**Exercise directions**: Find each line in the items below that contains the word "window" and copy those lines.

**Data**:

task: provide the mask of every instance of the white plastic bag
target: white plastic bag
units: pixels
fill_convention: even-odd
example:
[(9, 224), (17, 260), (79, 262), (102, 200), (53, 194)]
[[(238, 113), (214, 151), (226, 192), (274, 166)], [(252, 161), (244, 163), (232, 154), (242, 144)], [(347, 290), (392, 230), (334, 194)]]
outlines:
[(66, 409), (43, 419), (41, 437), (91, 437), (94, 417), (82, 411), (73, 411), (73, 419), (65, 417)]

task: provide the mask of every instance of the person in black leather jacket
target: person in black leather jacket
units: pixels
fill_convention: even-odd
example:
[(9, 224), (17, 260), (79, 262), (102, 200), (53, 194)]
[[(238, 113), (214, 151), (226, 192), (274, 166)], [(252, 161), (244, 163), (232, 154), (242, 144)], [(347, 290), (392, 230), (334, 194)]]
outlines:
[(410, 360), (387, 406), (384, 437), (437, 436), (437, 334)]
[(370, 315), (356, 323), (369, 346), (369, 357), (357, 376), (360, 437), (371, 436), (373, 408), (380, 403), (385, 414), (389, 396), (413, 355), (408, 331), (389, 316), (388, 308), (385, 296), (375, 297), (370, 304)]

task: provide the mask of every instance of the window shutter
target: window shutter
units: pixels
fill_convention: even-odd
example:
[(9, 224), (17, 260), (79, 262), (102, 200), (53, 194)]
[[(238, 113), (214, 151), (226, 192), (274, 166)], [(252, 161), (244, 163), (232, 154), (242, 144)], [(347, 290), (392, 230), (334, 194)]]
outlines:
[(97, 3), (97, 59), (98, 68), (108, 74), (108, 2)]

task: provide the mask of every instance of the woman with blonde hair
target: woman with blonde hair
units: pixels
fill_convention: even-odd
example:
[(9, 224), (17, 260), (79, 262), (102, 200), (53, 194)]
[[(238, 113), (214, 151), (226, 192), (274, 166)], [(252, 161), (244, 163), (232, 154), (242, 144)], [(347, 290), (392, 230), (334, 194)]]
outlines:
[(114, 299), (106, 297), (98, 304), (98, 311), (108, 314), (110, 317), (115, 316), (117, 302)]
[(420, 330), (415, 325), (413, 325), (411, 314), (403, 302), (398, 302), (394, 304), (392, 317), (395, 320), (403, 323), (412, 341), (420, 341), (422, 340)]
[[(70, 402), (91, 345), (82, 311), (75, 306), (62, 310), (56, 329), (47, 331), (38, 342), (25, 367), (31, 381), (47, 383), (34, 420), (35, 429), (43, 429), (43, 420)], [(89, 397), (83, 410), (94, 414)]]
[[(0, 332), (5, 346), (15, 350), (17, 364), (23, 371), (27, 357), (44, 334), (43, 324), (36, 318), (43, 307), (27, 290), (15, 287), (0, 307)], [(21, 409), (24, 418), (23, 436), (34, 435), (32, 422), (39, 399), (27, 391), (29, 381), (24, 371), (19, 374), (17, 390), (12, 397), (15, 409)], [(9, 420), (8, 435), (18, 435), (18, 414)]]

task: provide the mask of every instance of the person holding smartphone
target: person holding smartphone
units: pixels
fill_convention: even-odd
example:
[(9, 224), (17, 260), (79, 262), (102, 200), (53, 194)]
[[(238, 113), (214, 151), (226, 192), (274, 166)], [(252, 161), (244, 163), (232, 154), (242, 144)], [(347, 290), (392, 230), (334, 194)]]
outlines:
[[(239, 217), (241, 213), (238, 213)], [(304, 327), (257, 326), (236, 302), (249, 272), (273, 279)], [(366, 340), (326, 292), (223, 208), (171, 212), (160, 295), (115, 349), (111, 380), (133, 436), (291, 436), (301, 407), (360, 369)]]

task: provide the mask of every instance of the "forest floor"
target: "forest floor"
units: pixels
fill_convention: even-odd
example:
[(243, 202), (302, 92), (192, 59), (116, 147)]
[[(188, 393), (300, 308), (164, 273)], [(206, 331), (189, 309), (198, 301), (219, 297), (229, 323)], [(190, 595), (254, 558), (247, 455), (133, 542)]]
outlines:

**Result of this exercise**:
task: provide the mask of every instance of the window shutter
target: window shutter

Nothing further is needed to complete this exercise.